Records from a dataset ::
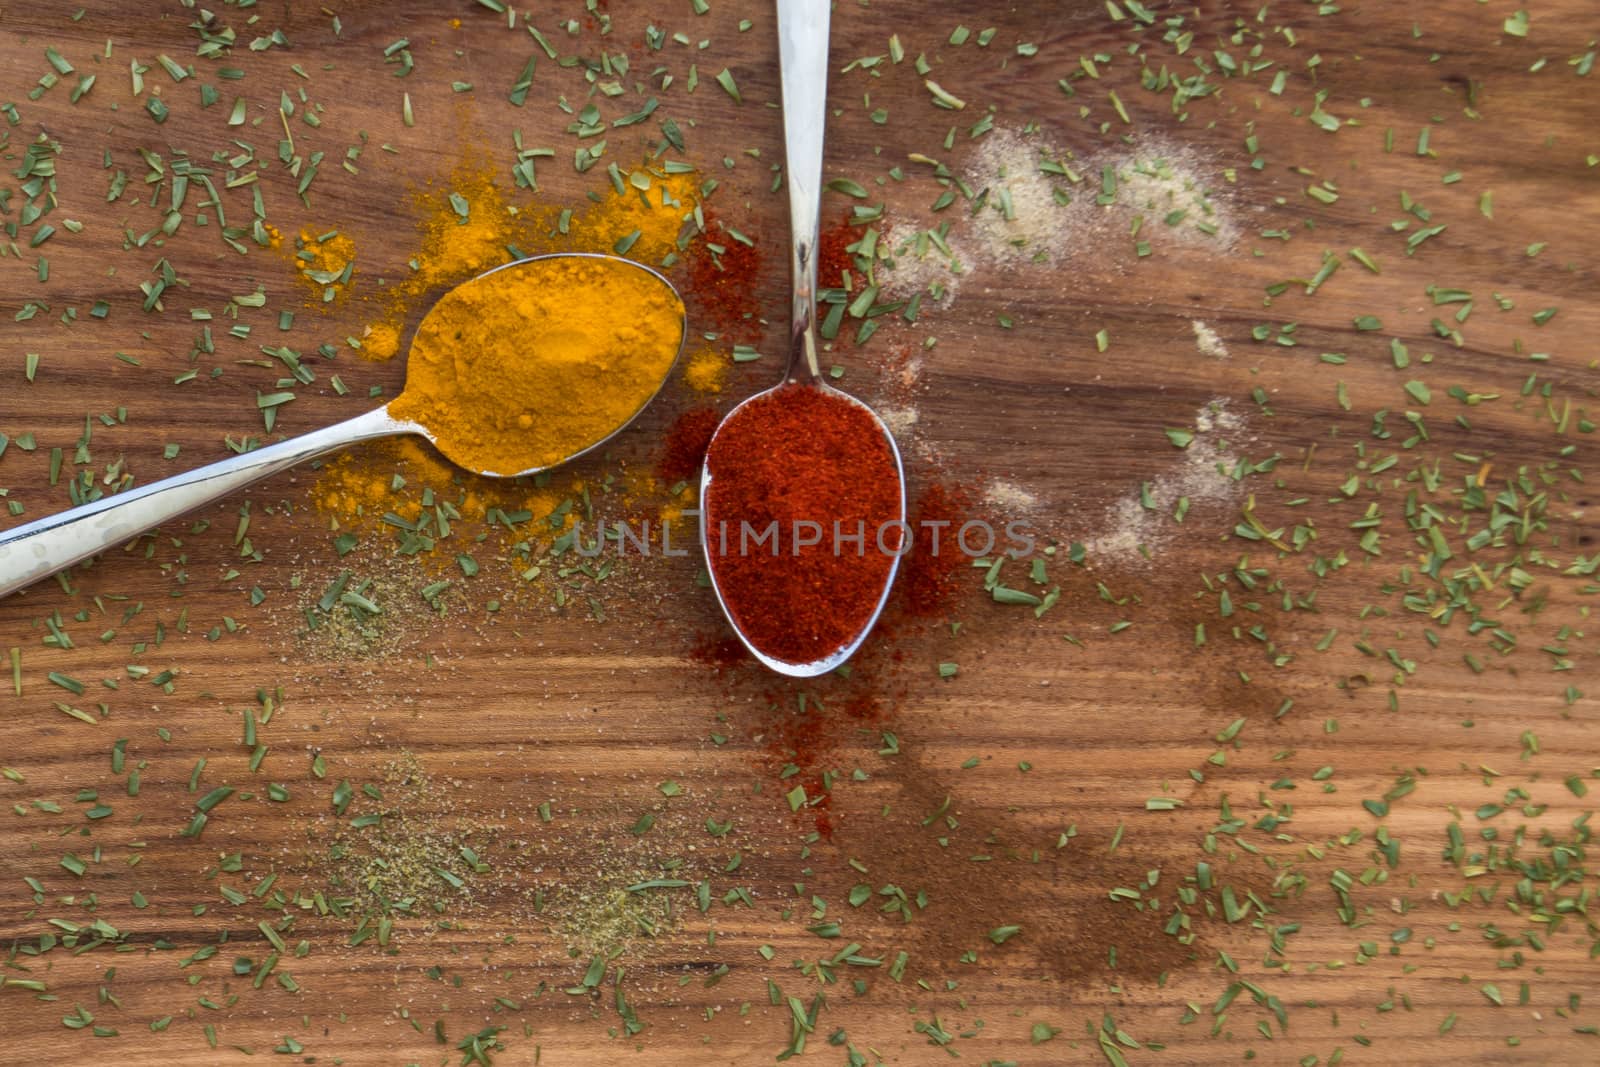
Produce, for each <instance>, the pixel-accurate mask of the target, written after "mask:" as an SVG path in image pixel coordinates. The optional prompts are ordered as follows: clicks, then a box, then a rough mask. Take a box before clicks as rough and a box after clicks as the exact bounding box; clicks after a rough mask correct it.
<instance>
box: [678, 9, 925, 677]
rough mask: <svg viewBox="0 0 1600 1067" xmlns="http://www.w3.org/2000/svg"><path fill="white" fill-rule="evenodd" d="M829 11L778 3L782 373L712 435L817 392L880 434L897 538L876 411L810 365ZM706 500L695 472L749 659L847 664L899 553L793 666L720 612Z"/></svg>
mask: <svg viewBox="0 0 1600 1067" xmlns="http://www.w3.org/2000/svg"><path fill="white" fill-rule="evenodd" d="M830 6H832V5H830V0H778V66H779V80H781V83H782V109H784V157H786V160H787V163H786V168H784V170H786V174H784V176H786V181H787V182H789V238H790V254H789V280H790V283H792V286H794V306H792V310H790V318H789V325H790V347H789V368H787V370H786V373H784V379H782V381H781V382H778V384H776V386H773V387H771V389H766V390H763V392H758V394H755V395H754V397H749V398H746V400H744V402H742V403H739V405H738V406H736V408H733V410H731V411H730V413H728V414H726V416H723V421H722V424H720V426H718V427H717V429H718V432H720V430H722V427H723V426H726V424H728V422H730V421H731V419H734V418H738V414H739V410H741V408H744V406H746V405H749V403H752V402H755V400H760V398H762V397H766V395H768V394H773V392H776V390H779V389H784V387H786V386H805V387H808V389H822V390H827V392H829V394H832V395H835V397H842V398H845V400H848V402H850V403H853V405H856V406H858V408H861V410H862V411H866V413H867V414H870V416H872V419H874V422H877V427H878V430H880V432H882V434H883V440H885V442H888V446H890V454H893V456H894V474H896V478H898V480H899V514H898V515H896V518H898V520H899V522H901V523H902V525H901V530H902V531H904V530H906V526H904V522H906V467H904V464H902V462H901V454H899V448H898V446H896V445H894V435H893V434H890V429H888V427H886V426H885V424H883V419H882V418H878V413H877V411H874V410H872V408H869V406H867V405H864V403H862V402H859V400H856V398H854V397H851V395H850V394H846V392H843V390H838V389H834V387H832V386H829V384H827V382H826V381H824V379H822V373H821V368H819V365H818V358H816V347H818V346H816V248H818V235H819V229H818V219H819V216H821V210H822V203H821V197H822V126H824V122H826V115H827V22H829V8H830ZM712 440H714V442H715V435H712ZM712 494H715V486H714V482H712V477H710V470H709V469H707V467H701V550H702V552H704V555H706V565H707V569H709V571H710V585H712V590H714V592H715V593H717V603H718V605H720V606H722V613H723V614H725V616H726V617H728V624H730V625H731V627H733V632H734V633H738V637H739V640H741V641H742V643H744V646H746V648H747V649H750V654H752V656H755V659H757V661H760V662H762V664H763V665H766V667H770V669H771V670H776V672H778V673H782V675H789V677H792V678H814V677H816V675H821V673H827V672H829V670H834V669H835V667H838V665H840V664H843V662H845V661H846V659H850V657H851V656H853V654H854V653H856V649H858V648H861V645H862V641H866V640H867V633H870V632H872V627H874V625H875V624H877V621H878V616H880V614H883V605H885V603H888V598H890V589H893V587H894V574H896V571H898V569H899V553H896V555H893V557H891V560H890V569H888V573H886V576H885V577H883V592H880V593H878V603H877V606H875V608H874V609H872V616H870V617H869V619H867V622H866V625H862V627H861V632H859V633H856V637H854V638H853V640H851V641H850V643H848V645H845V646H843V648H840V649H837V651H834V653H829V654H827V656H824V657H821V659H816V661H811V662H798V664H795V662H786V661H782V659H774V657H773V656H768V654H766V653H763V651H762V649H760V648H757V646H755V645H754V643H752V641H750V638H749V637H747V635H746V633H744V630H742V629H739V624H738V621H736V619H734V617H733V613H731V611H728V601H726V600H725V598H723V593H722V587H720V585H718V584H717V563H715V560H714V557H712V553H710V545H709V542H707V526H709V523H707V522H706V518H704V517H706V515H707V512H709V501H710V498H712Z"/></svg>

HOW TO COMPLETE THIS TASK ::
The entries are to be written out again exactly, though without any images.

REPLY ::
Produce, for each <instance>, the pixel-accurate mask of the target, written after "mask:" as an SVG path in image pixel coordinates. The optional prompts are ordered as follows: clicks, then a box, then a rough mask. Take a box before clicks as rough and a box after clicks as the exact bounding box; clicks after a rough mask correct it.
<instance>
box: [678, 9, 925, 677]
rough mask: <svg viewBox="0 0 1600 1067" xmlns="http://www.w3.org/2000/svg"><path fill="white" fill-rule="evenodd" d="M829 11L778 3L782 373L712 435L817 392L880 434L897 538L876 411L810 365ZM706 500L695 472L749 659L847 664L899 553L793 666L720 612Z"/></svg>
mask: <svg viewBox="0 0 1600 1067" xmlns="http://www.w3.org/2000/svg"><path fill="white" fill-rule="evenodd" d="M830 6H832V5H830V0H778V66H779V80H781V83H782V109H784V157H786V160H787V163H786V168H784V170H786V174H784V176H786V181H787V182H789V238H790V254H789V280H790V283H792V286H794V306H792V310H790V318H789V325H790V347H789V368H787V370H786V373H784V379H782V381H781V382H778V384H776V386H773V387H771V389H766V390H763V392H758V394H755V395H754V397H749V398H746V400H744V402H742V403H739V405H738V406H736V408H733V410H731V411H730V413H728V414H726V416H723V421H722V424H720V426H718V427H717V429H718V432H720V430H722V427H723V426H726V424H728V422H730V421H731V419H734V418H738V414H739V410H741V408H744V406H746V405H749V403H752V402H755V400H760V398H762V397H766V395H768V394H773V392H776V390H779V389H784V387H786V386H805V387H808V389H822V390H827V392H829V394H832V395H835V397H842V398H845V400H848V402H850V403H853V405H856V406H858V408H861V410H862V411H866V413H867V414H870V416H872V419H874V422H877V427H878V430H880V432H882V434H883V440H885V442H888V446H890V454H893V456H894V474H896V478H898V480H899V514H898V515H896V518H898V520H899V522H901V523H902V525H901V530H902V531H904V530H906V526H904V522H906V467H904V464H902V462H901V454H899V448H898V446H896V445H894V435H893V434H890V429H888V427H886V426H885V424H883V419H882V418H878V413H877V411H874V410H872V408H869V406H867V405H864V403H862V402H859V400H856V398H854V397H851V395H850V394H846V392H843V390H838V389H834V387H832V386H829V384H827V382H826V381H824V379H822V373H821V368H819V365H818V358H816V347H818V346H816V248H818V235H819V229H818V219H819V216H821V210H822V203H821V197H822V126H824V122H826V115H827V22H829V8H830ZM712 440H714V442H715V435H712ZM712 494H715V486H714V482H712V477H710V470H709V469H707V467H701V550H702V552H704V555H706V565H707V569H709V571H710V585H712V590H714V592H715V593H717V603H718V605H720V606H722V613H723V614H725V616H726V617H728V624H730V625H731V627H733V632H734V633H738V637H739V640H741V641H742V643H744V646H746V648H747V649H750V654H752V656H755V659H757V661H760V662H762V664H763V665H766V667H770V669H771V670H776V672H778V673H782V675H789V677H792V678H814V677H816V675H821V673H827V672H829V670H834V669H835V667H838V665H840V664H843V662H845V661H846V659H850V657H851V656H853V654H854V653H856V649H858V648H861V645H862V641H866V640H867V633H870V632H872V627H874V625H875V624H877V621H878V616H880V614H883V605H885V603H888V598H890V589H893V587H894V574H896V571H898V569H899V553H896V555H893V557H891V560H890V569H888V573H886V576H885V577H883V592H880V593H878V603H877V606H875V608H874V609H872V616H870V617H869V619H867V622H866V625H862V627H861V632H859V633H856V637H854V638H853V640H851V641H850V643H848V645H845V646H843V648H840V649H837V651H834V653H829V654H827V656H824V657H821V659H816V661H811V662H798V664H795V662H786V661H782V659H774V657H773V656H768V654H766V653H763V651H762V649H760V648H757V646H755V645H754V643H752V641H750V638H749V637H747V635H746V633H744V630H742V629H739V624H738V621H736V619H734V617H733V613H731V611H728V601H726V600H725V598H723V593H722V587H720V585H718V584H717V563H715V560H714V557H712V553H710V545H709V542H707V526H709V523H707V522H706V518H704V517H706V515H707V512H709V501H710V498H712Z"/></svg>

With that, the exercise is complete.